● **Exercise**
Rewrite every line of the records below, replacing "raised leg" with "lifted leg" and leaving all other text unchanged.

(Dataset records on object locations)
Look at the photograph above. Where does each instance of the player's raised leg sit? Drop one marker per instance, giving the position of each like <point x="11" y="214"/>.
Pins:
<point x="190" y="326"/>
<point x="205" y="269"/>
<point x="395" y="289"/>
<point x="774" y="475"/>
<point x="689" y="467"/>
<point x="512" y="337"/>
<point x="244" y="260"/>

● **Finished exercise**
Look at the photograph above. Where does each instance of the player's lifted leg sit? Drop one marker per instance, giving the position of each like <point x="11" y="214"/>.
Pins:
<point x="190" y="326"/>
<point x="205" y="269"/>
<point x="395" y="289"/>
<point x="774" y="475"/>
<point x="689" y="467"/>
<point x="512" y="337"/>
<point x="244" y="260"/>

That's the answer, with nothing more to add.